==== PROVIDED PASSAGE

# Typosquatting

Typosquatting is the malicious practice of registering domain names that closely resemble popular brands and businesses. Attackers do this in the hope of deceiving users. A user might mistype the web address and land up on a malicious site. The site may show harmless ads. More seriously, it might look like the genuine site. The user may then perform transactions and thereby disclose sensitive information.

Typosquatting can also be done on software packages. Developers might unknowingly download and install malicious packages. This compromises the security of their applications.

Typosquatting could be combined with other cyberattacks such as phishing. Domain owners, developers and users have to take precautions to protect themselves against typosquatting.

## Discussion

• What aspects of software can be attacked by typosquatting?

Typosquatting can occur on domain names. This is sometimes called DNS Typosquatting or URL hijacking. Suppose a user wishes to visit live.com but mistypes this as livve.com, live.cm or liv.ecom. This is not exactly harmful if such domains don't exist. However, attackers can register these domains and thereby redirect requests meant for live.com to their own servers. This compromises the intended client-server interaction.

========
==== LISTED RECORDS

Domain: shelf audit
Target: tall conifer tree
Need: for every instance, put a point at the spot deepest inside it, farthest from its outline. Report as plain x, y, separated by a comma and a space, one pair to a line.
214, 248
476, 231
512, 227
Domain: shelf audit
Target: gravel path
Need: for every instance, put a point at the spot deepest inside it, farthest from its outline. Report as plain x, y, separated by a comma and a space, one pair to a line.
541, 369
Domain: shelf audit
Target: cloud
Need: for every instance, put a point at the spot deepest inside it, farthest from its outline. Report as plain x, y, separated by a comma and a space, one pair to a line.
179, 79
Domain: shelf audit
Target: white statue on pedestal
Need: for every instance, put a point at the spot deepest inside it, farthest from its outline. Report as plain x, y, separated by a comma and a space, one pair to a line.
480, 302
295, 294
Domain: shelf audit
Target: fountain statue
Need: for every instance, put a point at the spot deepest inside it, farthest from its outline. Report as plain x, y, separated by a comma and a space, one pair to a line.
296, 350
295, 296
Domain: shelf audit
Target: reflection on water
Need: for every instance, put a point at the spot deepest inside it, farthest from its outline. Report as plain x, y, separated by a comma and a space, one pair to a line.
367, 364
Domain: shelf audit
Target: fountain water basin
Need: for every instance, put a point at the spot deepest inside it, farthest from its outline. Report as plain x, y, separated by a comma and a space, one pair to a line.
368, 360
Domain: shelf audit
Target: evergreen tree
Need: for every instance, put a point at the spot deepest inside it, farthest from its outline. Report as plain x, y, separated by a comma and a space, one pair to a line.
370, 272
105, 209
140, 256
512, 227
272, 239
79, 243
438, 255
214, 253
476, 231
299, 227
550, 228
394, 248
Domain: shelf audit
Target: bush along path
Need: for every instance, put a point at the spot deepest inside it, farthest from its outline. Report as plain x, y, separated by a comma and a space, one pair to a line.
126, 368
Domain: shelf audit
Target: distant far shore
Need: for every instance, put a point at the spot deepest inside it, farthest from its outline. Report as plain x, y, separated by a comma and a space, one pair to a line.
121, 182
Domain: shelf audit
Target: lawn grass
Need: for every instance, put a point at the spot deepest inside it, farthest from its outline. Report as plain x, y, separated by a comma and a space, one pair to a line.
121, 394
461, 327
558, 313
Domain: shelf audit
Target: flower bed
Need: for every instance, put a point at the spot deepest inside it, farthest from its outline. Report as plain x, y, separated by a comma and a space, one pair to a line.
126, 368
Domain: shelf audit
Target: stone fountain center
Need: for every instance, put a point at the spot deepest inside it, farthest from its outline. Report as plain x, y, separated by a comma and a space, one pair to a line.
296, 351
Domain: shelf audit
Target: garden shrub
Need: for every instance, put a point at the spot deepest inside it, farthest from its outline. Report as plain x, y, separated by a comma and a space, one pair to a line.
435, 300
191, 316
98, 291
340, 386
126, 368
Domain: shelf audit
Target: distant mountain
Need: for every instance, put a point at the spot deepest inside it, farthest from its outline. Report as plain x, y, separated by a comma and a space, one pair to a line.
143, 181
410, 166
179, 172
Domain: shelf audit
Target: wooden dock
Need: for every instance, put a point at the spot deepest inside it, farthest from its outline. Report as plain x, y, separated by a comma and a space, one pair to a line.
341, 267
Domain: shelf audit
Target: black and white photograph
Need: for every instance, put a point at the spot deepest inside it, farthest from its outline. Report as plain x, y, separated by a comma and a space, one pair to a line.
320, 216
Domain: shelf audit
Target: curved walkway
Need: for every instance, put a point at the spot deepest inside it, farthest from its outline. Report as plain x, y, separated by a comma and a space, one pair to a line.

========

Turn the paragraph of the typosquatting text that begins "Typosquatting can occur on domain names" into a short bulleted list that keeps its main facts. These entries have no connection to the typosquatting text.

- Typosquatting can target domain names. This is sometimes called DNS Typosquatting or URL hijacking.
- A user who wants live.com might mistype it as livve.com, live.cm or liv.ecom.
- If those domains don't exist, this is not exactly harmful.
- Attackers can register them and redirect requests meant for live.com to their own servers, compromising the intended client-server interaction.